## Text
★ ★ ★ ★
Social media giant, Facebook, recently announced that it had reached a 800 million member-base. Now, it has come out with another statistic – Approximately 350 million users access Facebook on their mobiles. And for these huge numbers, Erick Tseng, head of mobile products at Facebook, said, “The Timeline will be ready for mobile platforms almost immediately.” He was speaking at GigaOM’s Mobilize 2011 forum in San Francisco on Tuesday. Tseng predicted that within the next year or two, almost half of Facebook’s users would be using the mobile platform.
“We are going to be a mobile company,” said Tseng pointing out that the growth of mobile usage is faster, especially in regions such as India, Africa and South East Asia. As Facebook is entering or gaining popularity in countries where people do not have access to computers as much as they do to cellphones, Tseng said that in order to serve such customers, the company was deploying the technology it had acquired with the purchase of Israel-based Snaptu.
Snaptu can serve up mobile web pages on cell phones in under a minute and the project titled, “Facebook for every phone,” is now being used on atleast 2500 phones worldwide.
As far as smartphones are concerned, Tseng affirmed that the company has a lot of devices where Facebook is not only pre-loaded but baked into the OS, and hence, developers can plug into that social graph without much effort. He also said that he hoped to see a Facebook integration with iOS5 soon.
When asked to comment on Google+, Tseng said that the budding social network was ‘great’ and said that competition is good because the greatest beneficiaries will be the users. “We constantly push each other to come up with new features,” he said.
★ ★ ★ ★
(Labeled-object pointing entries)
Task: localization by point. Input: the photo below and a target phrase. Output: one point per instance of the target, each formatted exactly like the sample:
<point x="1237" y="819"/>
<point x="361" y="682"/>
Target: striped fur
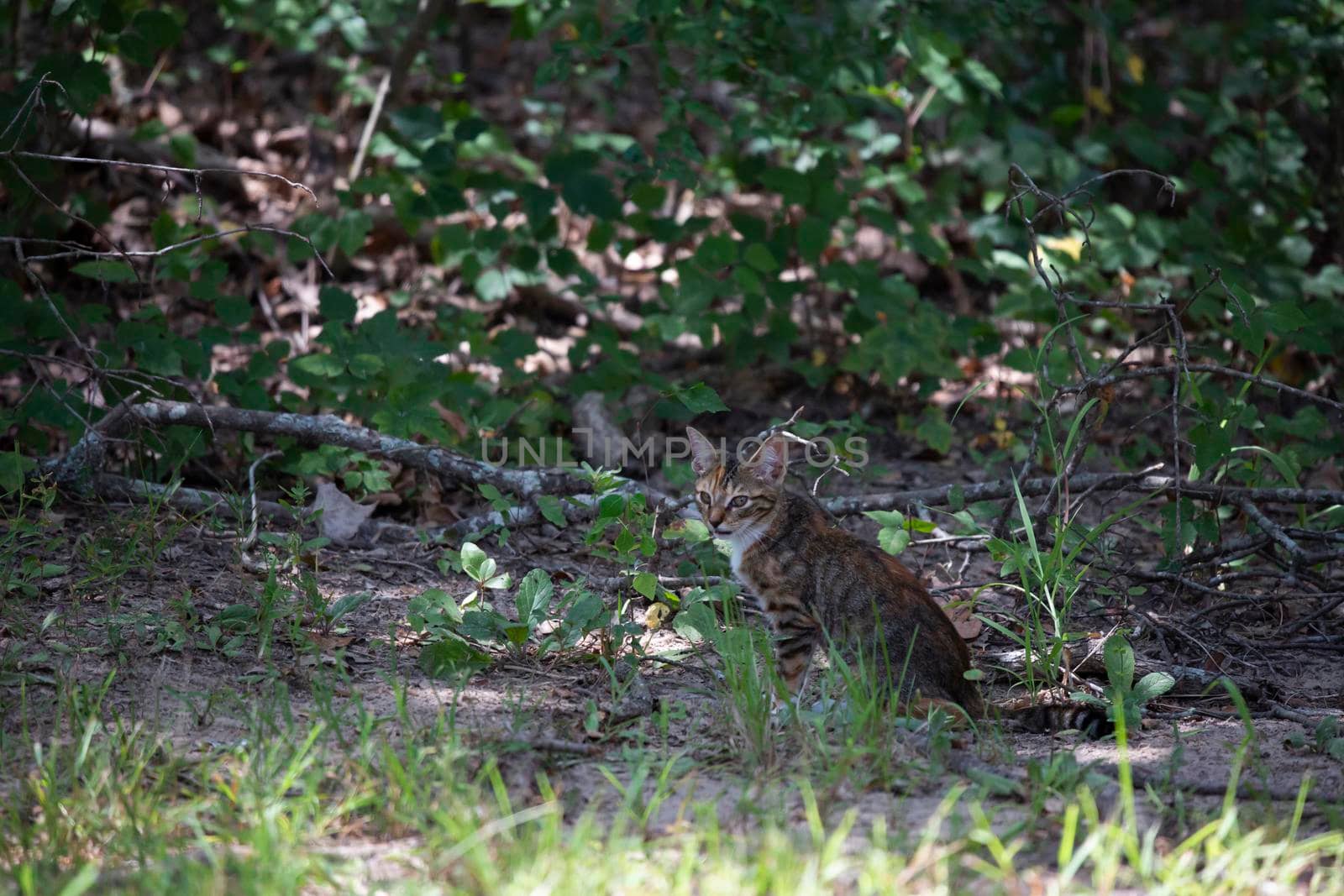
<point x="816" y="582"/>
★ ★ ★ ★
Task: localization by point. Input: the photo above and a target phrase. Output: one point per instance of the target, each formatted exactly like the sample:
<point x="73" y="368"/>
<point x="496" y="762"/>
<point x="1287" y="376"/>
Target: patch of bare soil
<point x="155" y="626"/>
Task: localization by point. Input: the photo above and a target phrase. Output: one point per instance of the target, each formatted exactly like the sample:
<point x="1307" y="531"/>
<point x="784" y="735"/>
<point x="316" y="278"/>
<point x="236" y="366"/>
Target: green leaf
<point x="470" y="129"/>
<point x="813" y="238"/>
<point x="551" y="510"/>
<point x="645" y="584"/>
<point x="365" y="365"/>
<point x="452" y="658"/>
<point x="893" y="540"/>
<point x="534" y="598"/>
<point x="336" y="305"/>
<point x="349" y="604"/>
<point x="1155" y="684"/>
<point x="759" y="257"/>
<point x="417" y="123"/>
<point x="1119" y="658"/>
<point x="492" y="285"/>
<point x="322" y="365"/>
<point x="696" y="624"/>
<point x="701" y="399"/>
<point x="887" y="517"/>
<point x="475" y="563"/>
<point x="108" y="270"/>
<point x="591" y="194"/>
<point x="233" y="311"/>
★ ★ ★ ★
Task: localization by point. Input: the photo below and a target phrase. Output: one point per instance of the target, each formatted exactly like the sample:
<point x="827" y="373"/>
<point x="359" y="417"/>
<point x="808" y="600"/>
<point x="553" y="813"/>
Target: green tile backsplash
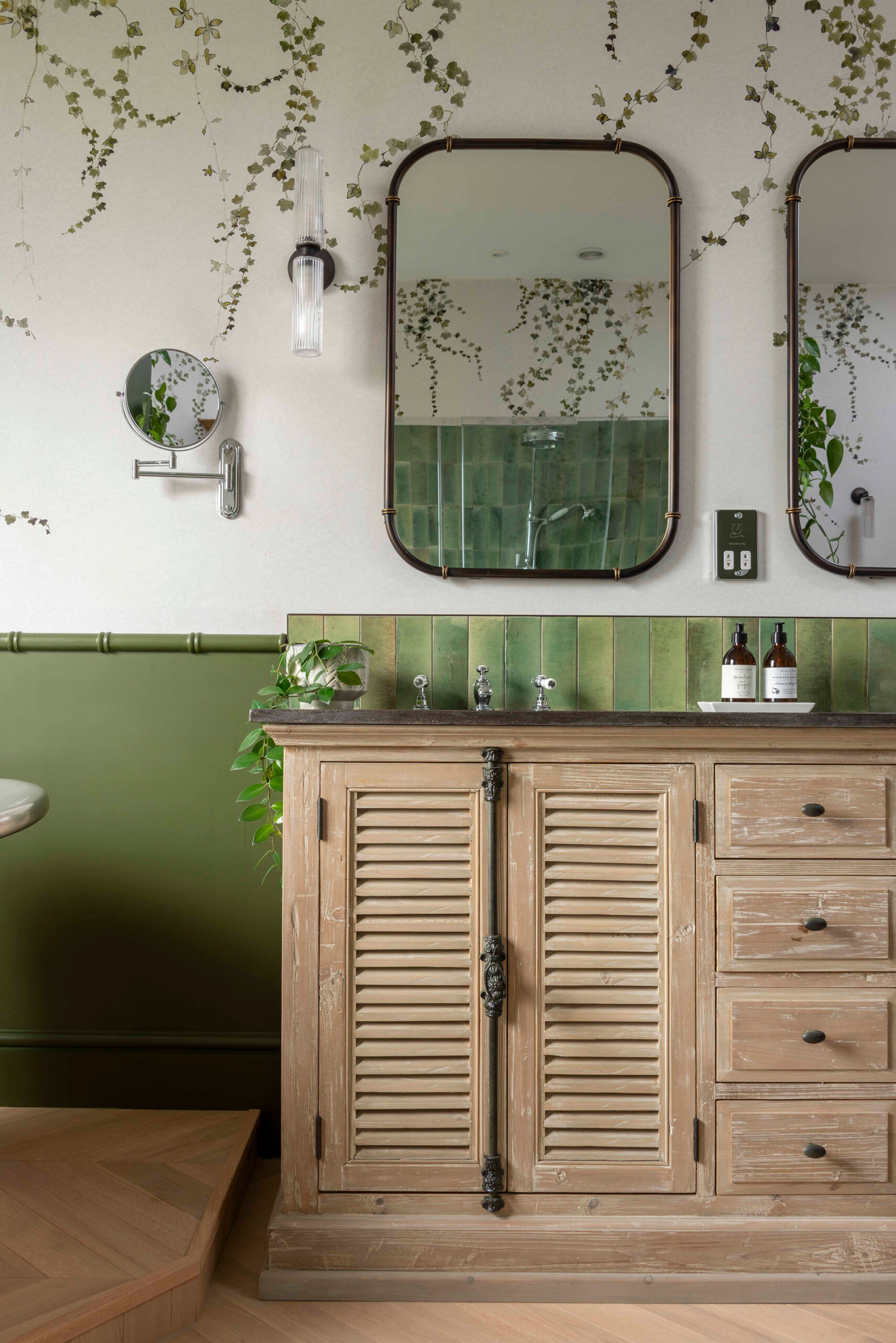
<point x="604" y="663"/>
★ ★ ★ ★
## Task objective
Extend the Facebook mobile article from its final sentence, writing a few more paragraphs in the same news style.

## Answer below
Dismissing rumors about an official Facebook app for the iPad and the Facebook-branded phone, Tseng said, “When I say a platform, I truly mean a platform – a service for software.” He added that every phone should be social.
In another vein, Alexia Tsotsis of Techcrunch browsed the Facebook mobile developers page and is of the view that it is pretty interesting because it describes Facebook mobile web app features and includes screenshots that are “unlike anything we have seen live.”
Tsotsis concludes from the screenshots on the page that the app’s core components, icons for Bookmarks, Messages, Notifications and Friend Requests match the screenshots of Project Spartan, the HTML5-based mobile app platform that Facebook has been working on with 3rd party developers for some time now.
The text of the page describes a Facebook Mobile App integration of an iOS and Android, except that it does not seem to be a Facebook app that anyone actually has access to, says Tsotsis.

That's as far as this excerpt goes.